Reviews

Elvis  (12A) |Close-Up Film Review

Dir. Baz Luhrmann, Australia/US, 2022, 160 mins

Cast: Austin Butler, Tom Hanks, Olivia DeJonge

Review by Carol Allen

This is a Baz Luhrmann film, so it is predictably glittering, flashy, fast moving from one image to another and very much big screen.

The core of the movie is the exploitative relationship between former fairground barker Colonel Tom Parker (Tom Hanks) and his protégé/money box Elvis Presley (Austin Butler).

For both characters the opening scenes are in many ways the most enlightening.  We first meet the elderly Colonel Tom (both name and rank were not really his) recovering from a heart attack in hospital and looking back on the story.  Both in this and in scenes of the corpulent, middle aged Parker in his early relationship with Elvis, Hanks is almost unrecognisable. 

They are also some of his best scenes, as this man on the make spots his prey’s money making potential and stalks him like a fox after the chicken.  Another most enlightening sequence goes into young Elvis’s relationship with the black music culture of the Memphis neighbourhood where he was raised – the blues and the gospel.  And in the scene where Parker first sees Elvis performing on stage with the camera lingering almost lecherously up and down his gyrating legs clad in bright pink trousers, reflecting the effect he is having on the women in the audience, you can almost see the dollar signs in Parker’s eyes.

And so the story proceeds ever upwards, more money, more fame, ultimately more stress.  Butler, a new face to UK audiences, is a sweet and sexy Elvis.  He’s better looking than the real life “king”, though the false eyelashes he is lumbered with are a bit over the top.  But his performance is emotionally convincing and he reproduces the famous onstage movements of the singer to perfection.

#####

Using the information>
(a) In the Elvis film review, where is the elderly Colonel Tom first seen?
(b) Carry the Elvis film review forward from its last sentence with another paragraph or two in the same voice.

Natural-language object grounding lines:

#####

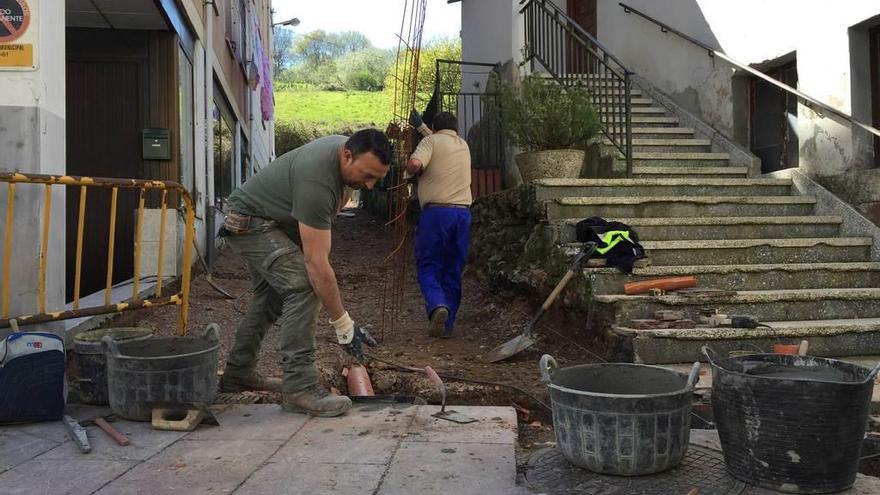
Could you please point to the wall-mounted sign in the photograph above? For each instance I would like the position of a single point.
(18, 35)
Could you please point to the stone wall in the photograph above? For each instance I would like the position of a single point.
(514, 247)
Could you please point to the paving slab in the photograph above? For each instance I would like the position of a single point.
(195, 466)
(297, 478)
(145, 443)
(447, 467)
(251, 422)
(366, 435)
(17, 447)
(69, 477)
(494, 425)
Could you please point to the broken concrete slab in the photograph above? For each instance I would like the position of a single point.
(70, 477)
(441, 468)
(494, 425)
(295, 477)
(252, 422)
(195, 466)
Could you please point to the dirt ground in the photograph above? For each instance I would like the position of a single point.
(487, 317)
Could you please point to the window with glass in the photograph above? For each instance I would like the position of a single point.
(224, 147)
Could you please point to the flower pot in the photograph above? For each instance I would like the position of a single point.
(550, 164)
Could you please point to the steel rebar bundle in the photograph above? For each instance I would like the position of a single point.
(402, 139)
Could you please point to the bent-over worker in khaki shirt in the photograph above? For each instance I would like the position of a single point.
(442, 163)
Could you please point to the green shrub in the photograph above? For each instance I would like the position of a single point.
(543, 115)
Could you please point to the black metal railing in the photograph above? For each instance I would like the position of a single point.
(573, 57)
(477, 109)
(804, 99)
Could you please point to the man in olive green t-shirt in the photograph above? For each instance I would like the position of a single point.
(279, 222)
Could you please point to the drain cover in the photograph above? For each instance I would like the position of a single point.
(548, 471)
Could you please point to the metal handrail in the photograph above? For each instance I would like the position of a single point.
(557, 42)
(808, 101)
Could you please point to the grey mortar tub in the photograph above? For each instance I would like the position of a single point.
(620, 418)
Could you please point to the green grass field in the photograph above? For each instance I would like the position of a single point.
(332, 107)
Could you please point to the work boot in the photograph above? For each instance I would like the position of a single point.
(315, 401)
(438, 321)
(240, 381)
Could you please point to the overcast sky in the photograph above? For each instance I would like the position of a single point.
(379, 20)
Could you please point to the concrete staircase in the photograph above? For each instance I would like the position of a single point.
(697, 215)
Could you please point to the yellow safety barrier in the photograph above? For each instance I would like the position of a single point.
(85, 183)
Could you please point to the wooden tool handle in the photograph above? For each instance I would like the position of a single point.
(666, 284)
(113, 432)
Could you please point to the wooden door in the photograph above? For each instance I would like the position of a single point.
(584, 13)
(875, 88)
(104, 118)
(773, 120)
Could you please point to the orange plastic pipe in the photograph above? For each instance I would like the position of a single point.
(359, 383)
(670, 283)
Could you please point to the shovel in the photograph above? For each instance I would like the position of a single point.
(525, 340)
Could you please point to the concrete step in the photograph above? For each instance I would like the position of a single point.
(667, 145)
(618, 102)
(679, 206)
(776, 276)
(645, 121)
(662, 132)
(558, 188)
(684, 172)
(608, 311)
(673, 159)
(828, 338)
(684, 228)
(759, 251)
(636, 110)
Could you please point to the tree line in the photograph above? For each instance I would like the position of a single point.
(348, 61)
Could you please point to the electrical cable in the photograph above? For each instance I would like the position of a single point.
(456, 378)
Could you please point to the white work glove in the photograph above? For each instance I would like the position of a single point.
(351, 337)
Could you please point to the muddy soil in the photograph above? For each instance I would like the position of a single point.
(488, 317)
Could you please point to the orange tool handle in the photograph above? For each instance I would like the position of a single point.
(113, 432)
(667, 284)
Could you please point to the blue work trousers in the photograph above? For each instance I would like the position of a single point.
(441, 244)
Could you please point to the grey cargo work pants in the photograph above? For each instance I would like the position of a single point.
(282, 292)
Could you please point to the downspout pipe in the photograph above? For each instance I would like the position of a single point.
(209, 127)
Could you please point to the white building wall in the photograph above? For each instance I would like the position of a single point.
(830, 41)
(32, 140)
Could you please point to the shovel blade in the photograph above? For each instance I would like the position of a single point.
(513, 346)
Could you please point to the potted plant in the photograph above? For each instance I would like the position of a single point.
(547, 121)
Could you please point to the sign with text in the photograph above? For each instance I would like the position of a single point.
(18, 35)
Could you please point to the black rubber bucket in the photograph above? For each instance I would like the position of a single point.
(789, 423)
(161, 369)
(90, 381)
(620, 418)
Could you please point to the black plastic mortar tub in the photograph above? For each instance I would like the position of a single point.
(90, 382)
(162, 369)
(789, 423)
(620, 418)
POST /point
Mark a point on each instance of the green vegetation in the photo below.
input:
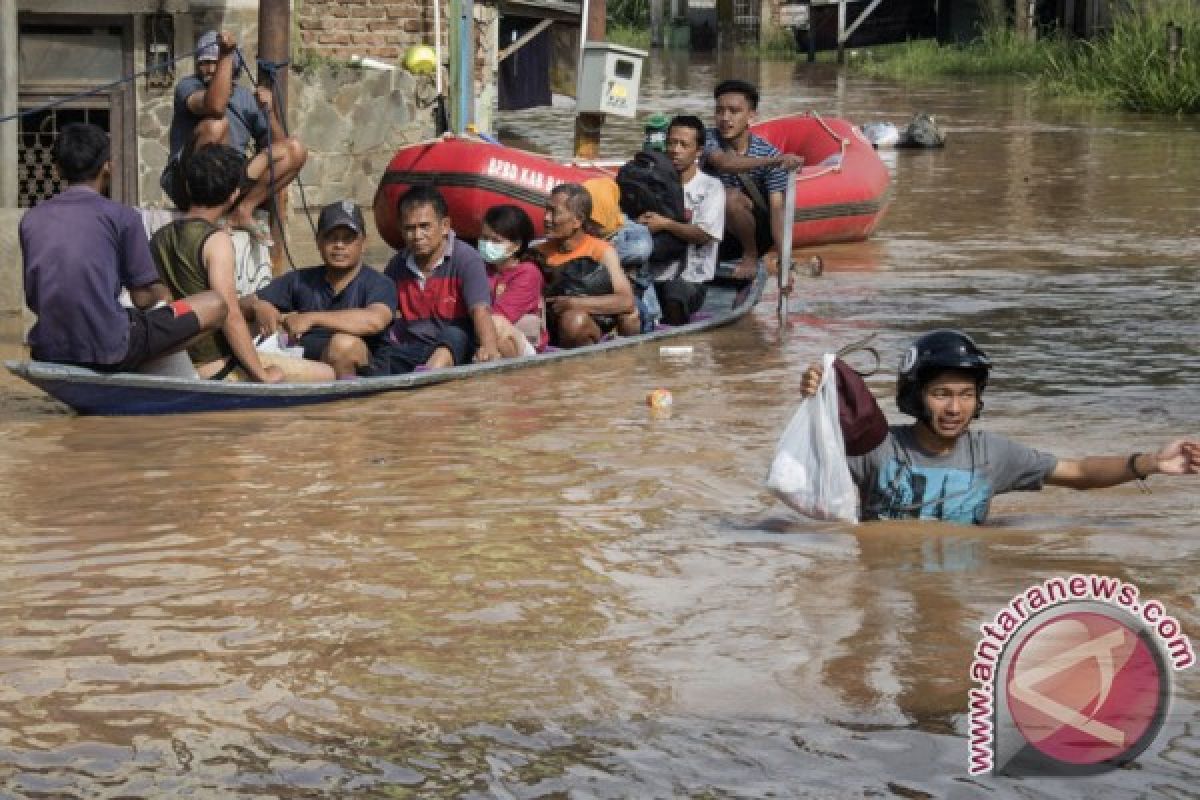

#####

Written responses>
(a) In hospital, recovering from a heart attack.

(b)
There’s also an appealing performance from Olivia DeJonge as Priscilla and some great numbers from some of the black artists we meet along the way, including an amazing impersonation of Little Richard by Alton Mason.

The film covers most if not all of Elvis’s greatest hits, some of them so briefly you might miss them.  There seems to be some pandering though to modern sensitivities in the handling of the story.   Was Elvis really such an overt supporter of black rights as the film implies?  

Also in the final scenes of Elvis’s long servitude in Las Vegas, when Parker had tied him into contracts there and refused to let him tour abroad, while faithful to the glittering costumes and Elvis’s famous act, there is not a trace of fat on the beautiful Mr Butler’s body – whereas the real Elvis, who we see briefly at the very end of the film, had become distinctly portly to put it kindly.   Apart from a touching scene towards the end between Elvis and his estranged wife with regard to their small daughter, details of the singer’s tragic end – the eating binges, resultant obesity and early death from a heart attack at the age of 42 are totally ignored.